Copy out every line of the material below without changing a single character.

BEGIN RAW DATA

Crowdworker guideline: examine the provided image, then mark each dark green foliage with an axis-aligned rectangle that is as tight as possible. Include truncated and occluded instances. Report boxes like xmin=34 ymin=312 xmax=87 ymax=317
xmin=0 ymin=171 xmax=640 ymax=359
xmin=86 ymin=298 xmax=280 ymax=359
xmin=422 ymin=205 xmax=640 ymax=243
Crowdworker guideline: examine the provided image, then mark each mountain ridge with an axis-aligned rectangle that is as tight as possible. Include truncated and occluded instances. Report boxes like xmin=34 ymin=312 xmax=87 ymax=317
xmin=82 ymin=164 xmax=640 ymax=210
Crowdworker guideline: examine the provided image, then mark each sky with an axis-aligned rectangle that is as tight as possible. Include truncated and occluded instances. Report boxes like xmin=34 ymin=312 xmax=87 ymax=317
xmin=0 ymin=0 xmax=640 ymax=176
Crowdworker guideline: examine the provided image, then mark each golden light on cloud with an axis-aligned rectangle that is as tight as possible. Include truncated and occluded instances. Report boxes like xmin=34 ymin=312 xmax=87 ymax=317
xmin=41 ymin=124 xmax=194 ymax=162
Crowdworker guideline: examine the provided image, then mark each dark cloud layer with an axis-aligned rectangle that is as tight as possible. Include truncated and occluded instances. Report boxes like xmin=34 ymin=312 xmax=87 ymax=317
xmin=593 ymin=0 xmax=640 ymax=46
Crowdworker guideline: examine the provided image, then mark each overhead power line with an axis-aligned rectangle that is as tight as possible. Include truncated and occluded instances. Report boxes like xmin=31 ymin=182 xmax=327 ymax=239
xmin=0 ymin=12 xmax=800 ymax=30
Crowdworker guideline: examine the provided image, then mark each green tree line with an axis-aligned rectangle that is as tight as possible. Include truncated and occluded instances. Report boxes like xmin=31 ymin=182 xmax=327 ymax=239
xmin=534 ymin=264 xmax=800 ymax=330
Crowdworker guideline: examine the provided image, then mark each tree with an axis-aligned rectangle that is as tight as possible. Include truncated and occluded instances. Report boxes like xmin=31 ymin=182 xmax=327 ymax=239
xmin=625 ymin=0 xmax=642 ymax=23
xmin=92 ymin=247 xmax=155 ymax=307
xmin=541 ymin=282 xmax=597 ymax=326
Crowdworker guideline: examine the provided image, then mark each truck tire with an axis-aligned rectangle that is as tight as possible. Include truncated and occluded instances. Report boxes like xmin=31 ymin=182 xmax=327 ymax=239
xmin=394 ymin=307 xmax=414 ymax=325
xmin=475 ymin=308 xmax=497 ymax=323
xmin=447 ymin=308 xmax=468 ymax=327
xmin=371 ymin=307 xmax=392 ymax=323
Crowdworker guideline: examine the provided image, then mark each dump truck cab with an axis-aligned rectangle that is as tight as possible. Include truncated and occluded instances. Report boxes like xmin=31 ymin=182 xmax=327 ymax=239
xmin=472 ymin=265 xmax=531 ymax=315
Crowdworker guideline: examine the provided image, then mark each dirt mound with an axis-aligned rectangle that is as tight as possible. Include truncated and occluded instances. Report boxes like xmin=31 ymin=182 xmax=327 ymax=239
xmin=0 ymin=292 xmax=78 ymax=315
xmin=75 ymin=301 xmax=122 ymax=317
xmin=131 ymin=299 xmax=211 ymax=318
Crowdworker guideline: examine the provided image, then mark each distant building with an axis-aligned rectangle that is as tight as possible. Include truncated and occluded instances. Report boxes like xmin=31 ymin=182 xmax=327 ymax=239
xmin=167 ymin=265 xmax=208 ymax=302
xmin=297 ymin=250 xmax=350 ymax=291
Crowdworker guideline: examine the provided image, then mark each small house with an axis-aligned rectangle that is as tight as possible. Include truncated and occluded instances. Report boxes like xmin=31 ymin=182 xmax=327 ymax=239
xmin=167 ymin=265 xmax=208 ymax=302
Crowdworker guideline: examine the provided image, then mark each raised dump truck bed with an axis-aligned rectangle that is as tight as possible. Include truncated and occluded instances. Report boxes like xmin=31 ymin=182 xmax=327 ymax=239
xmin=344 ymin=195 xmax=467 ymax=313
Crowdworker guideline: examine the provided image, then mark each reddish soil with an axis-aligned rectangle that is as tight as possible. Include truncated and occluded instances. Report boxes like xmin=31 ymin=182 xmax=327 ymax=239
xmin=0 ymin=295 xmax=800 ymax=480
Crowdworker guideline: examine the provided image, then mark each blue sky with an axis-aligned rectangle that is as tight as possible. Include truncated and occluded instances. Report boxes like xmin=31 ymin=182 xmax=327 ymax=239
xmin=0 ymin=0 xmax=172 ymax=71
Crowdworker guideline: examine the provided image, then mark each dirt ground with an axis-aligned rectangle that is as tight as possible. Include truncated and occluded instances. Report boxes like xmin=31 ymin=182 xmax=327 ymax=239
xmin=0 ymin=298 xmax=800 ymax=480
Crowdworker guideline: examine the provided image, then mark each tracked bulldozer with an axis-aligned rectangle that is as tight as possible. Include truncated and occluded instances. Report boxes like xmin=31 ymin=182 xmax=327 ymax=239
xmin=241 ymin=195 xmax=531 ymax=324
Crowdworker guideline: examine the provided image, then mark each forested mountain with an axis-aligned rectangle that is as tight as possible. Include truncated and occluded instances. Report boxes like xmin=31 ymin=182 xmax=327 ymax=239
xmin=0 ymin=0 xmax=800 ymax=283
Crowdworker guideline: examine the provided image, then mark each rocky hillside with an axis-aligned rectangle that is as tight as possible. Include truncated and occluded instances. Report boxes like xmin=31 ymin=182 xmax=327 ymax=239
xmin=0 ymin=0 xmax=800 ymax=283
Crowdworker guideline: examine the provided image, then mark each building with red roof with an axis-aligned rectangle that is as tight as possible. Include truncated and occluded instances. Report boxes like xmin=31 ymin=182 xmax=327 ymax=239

END RAW DATA

= RESPONSE =
Crowdworker guideline: examine the provided image, then mark each dark green foliage with an axis-aligned rectangle that is as tight as possible. Include truncated and occluded instances. Report boxes like xmin=34 ymin=312 xmax=87 ymax=317
xmin=0 ymin=171 xmax=640 ymax=359
xmin=86 ymin=298 xmax=280 ymax=359
xmin=422 ymin=205 xmax=640 ymax=243
Crowdworker guideline: examine the provided image, then mark each mountain ridge with an axis-aligned rectangle that is as tight as possible. Include truncated and occluded instances. Report boxes like xmin=34 ymin=312 xmax=87 ymax=317
xmin=82 ymin=164 xmax=640 ymax=210
Crowdworker guideline: examine the provided image, then mark each sky with an axis-aligned rectangle that is as tight as possible. Include truncated and occluded instances. Report boxes like xmin=34 ymin=312 xmax=87 ymax=317
xmin=0 ymin=0 xmax=640 ymax=176
Crowdworker guideline: examine the provided image, then mark each golden light on cloud with an axis-aligned rectangle that is as tight as possible. Include truncated and occluded instances. Report boxes like xmin=34 ymin=312 xmax=87 ymax=317
xmin=41 ymin=124 xmax=194 ymax=162
Crowdworker guideline: examine the provided image, then mark each dark cloud layer with an axis-aligned rectangle that is as tight as possible. Include truncated and occluded instances. Report boxes like xmin=34 ymin=312 xmax=87 ymax=317
xmin=593 ymin=0 xmax=640 ymax=46
Crowdworker guideline: examine the provided image, then mark each overhead power line with an axis-aligned rectangle that is as tight as possible. Include truncated and occluded instances. Report boxes like xmin=31 ymin=182 xmax=327 ymax=239
xmin=0 ymin=12 xmax=800 ymax=30
Crowdworker guideline: examine the provided image, then mark each green tree line with an axis-aligned rectangle that is as tight as possible. Include truncated and occluded instances. Report boxes like xmin=31 ymin=182 xmax=327 ymax=239
xmin=534 ymin=264 xmax=800 ymax=330
Crowdworker guideline: examine the provided image, then mark each tree with an axis-aligned rectangle that is as tight as possible. Include truncated and occluded instances. Report boxes like xmin=31 ymin=182 xmax=327 ymax=239
xmin=625 ymin=0 xmax=642 ymax=23
xmin=92 ymin=247 xmax=155 ymax=307
xmin=541 ymin=282 xmax=597 ymax=326
Crowdworker guideline: examine the provided image, then mark each truck tire with an axis-aligned rectangle that is as tight as possible. Include truncated and occluded instances. Report boxes like xmin=31 ymin=182 xmax=327 ymax=239
xmin=394 ymin=307 xmax=414 ymax=325
xmin=475 ymin=308 xmax=497 ymax=323
xmin=447 ymin=308 xmax=468 ymax=327
xmin=371 ymin=307 xmax=392 ymax=323
Crowdworker guideline: examine the provided image, then mark each dump truck cab with an axis-aligned rectangle that is as tight as possible. Include truncated and occluded instances. Report boxes like xmin=31 ymin=182 xmax=327 ymax=239
xmin=472 ymin=265 xmax=531 ymax=315
Crowdworker guideline: examine the provided image, then mark each dirt mound with an axis-aligned rectangle that is as tight as possible. Include truncated and occluded instances. Report boxes like xmin=31 ymin=182 xmax=327 ymax=239
xmin=0 ymin=292 xmax=78 ymax=315
xmin=75 ymin=301 xmax=122 ymax=317
xmin=131 ymin=299 xmax=211 ymax=318
Crowdworker guideline: examine the provided image, then mark each distant building with an axis-aligned rectangle that is as tight as possible. Include truncated and occluded instances. Report boxes like xmin=31 ymin=182 xmax=327 ymax=239
xmin=167 ymin=265 xmax=208 ymax=302
xmin=297 ymin=250 xmax=350 ymax=291
Crowdworker guideline: examine the provided image, then mark each small house with an axis-aligned rectangle that is as tight as possible. Include truncated and occluded instances. Report boxes like xmin=31 ymin=182 xmax=327 ymax=239
xmin=167 ymin=265 xmax=208 ymax=302
Crowdworker guideline: examine the provided image, then mark each raised dump truck bed with an axis-aligned rectangle that is as tight as possible. Include truncated and occluded instances. Report boxes like xmin=31 ymin=182 xmax=327 ymax=239
xmin=344 ymin=195 xmax=467 ymax=313
Crowdworker guideline: examine the provided image, then mark each reddish soil with an axis-aligned rectangle that is as tight as possible. Include truncated and occluded instances. Report boxes like xmin=31 ymin=182 xmax=327 ymax=239
xmin=0 ymin=295 xmax=800 ymax=480
Crowdworker guideline: examine the provided image, then mark each blue sky with an axis-aligned rectangle that is as tight as possible. Include truncated and occluded instances. Report boxes like xmin=31 ymin=182 xmax=327 ymax=239
xmin=0 ymin=0 xmax=172 ymax=71
Crowdworker guideline: examine the provided image, then mark each dirt ground with an axis-aligned rectangle that is as tight as possible. Include truncated and occluded instances. Report boxes like xmin=31 ymin=182 xmax=327 ymax=239
xmin=0 ymin=298 xmax=800 ymax=480
Crowdworker guideline: examine the provided image, then mark each tracked bulldozer with an axis-aligned rectangle that is as tight as possible. Include truncated and occluded instances. Report boxes like xmin=31 ymin=182 xmax=327 ymax=239
xmin=241 ymin=195 xmax=531 ymax=324
Crowdworker guideline: examine the provided image, then mark each forested mountain with an axis-aligned rectangle that is as tight as possible. Include truncated and occluded instances. Report boxes like xmin=31 ymin=182 xmax=327 ymax=239
xmin=0 ymin=0 xmax=800 ymax=283
Crowdworker guideline: examine the provided image, then mark each rocky hillside with an axis-aligned rectangle that is as tight as possible. Include truncated and occluded instances. Report boxes like xmin=31 ymin=182 xmax=327 ymax=239
xmin=0 ymin=0 xmax=800 ymax=283
Crowdworker guideline: examine the provided image, then mark each building with red roof with an axis-aligned rectangle that is as tight as possible. Include truncated and occluded instances. Report boxes like xmin=31 ymin=182 xmax=327 ymax=239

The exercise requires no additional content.